▶ Short exercise 1: Find each line of the records that contains the word "photo", and copy those lines in full. Matching is case-sensitive.

During the divorce process, you may find that you or your spouse or are consumed with anger, bitterness or resentment. When this is the case, self-control is extremely important both for yourself and in setting healthy boundaries with your spouse. However, depending on the situation, starting an open line of communication during the divorce process is extremely important. Here are some tips for how to have good communication and healthy boundaries at the same time.
Your spouse may be really angry right now. Remember, it takes two to have an argument. If you do not engage, there is no argument. I recommend getting an index card. On one side write ‘Do not engage,’ and the old proverb, ‘Silence is golden’ on the other side. Having that index card in front of you, reminds you to stay in control over yourself and over the situation, and, listen more.
When your spouse communicates, they may talk more forcefully. They may seem intimidating. They do not always have to be abusive to be intimidating. Having that index card in front of you forces you to listen more. Take notes so that when the conversation’s over, even if you are rattled, you can calmly review the points that were made. Take the time later to review your notes. Very rarely is it necessary for you to respond and/or make a decision right there on the spot.

▶ Record excerpts:
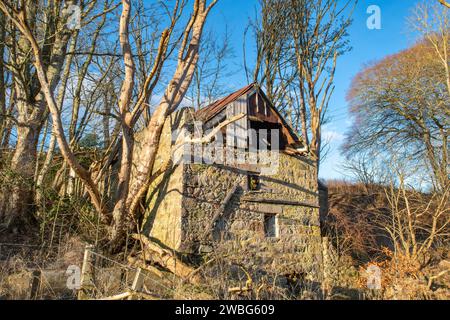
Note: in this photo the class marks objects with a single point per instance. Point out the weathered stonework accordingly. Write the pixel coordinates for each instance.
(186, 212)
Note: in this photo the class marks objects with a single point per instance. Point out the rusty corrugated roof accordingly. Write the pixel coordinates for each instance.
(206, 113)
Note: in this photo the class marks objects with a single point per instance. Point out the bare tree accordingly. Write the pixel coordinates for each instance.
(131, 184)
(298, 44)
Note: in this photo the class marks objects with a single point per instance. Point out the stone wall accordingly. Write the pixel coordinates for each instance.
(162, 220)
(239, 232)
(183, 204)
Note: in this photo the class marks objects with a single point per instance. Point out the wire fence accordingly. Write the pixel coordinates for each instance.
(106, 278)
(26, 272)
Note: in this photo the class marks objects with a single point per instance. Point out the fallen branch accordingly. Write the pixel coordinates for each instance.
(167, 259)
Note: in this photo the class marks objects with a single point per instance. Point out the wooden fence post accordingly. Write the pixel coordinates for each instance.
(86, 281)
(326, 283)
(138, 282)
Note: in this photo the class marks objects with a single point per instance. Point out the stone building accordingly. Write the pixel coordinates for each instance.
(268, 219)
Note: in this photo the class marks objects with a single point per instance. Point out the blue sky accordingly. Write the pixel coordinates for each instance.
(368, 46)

--

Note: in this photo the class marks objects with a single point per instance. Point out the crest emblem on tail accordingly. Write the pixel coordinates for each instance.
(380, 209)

▶ Short exercise 2: Reproduce the entire passage on communicating with a spouse during divorce, word for word.

▶ Complete output 1:
Note: in this photo the class marks objects with a single point per instance. Point out the weathered stonework accordingly. Write the pixel coordinates for each instance.
Note: in this photo the class marks objects with a single point per instance. Point out the rusty corrugated roof accordingly. Write the pixel coordinates for each instance.
Note: in this photo the class marks objects with a single point per instance. Point out the bare tree accordingly. Write the pixel coordinates for each instance.
Note: in this photo the class marks objects with a single point per instance. Point out the stone wall accordingly. Write the pixel coordinates for each instance.
Note: in this photo the class marks objects with a single point per instance. Point out the wire fence accordingly. Write the pixel coordinates for each instance.
Note: in this photo the class marks objects with a single point per instance. Point out the fallen branch accordingly. Write the pixel coordinates for each instance.
Note: in this photo the class marks objects with a single point per instance. Point out the wooden fence post accordingly. Write the pixel coordinates for each instance.
Note: in this photo the class marks objects with a single point per instance. Point out the stone building accordingly. Write the pixel coordinates for each instance.
Note: in this photo the class marks objects with a single point per instance. Point out the blue sky accordingly. Write the pixel coordinates for each instance.
Note: in this photo the class marks objects with a single point per instance. Point out the crest emblem on tail accordingly. Write the pixel coordinates for each instance.

▶ Complete output 2:
During the divorce process, you may find that you or your spouse or are consumed with anger, bitterness or resentment. When this is the case, self-control is extremely important both for yourself and in setting healthy boundaries with your spouse. However, depending on the situation, starting an open line of communication during the divorce process is extremely important. Here are some tips for how to have good communication and healthy boundaries at the same time.
Your spouse may be really angry right now. Remember, it takes two to have an argument. If you do not engage, there is no argument. I recommend getting an index card. On one side write ‘Do not engage,’ and the old proverb, ‘Silence is golden’ on the other side. Having that index card in front of you, reminds you to stay in control over yourself and over the situation, and, listen more.
When your spouse communicates, they may talk more forcefully. They may seem intimidating. They do not always have to be abusive to be intimidating. Having that index card in front of you forces you to listen more. Take notes so that when the conversation’s over, even if you are rattled, you can calmly review the points that were made. Take the time later to review your notes. Very rarely is it necessary for you to respond and/or make a decision right there on the spot.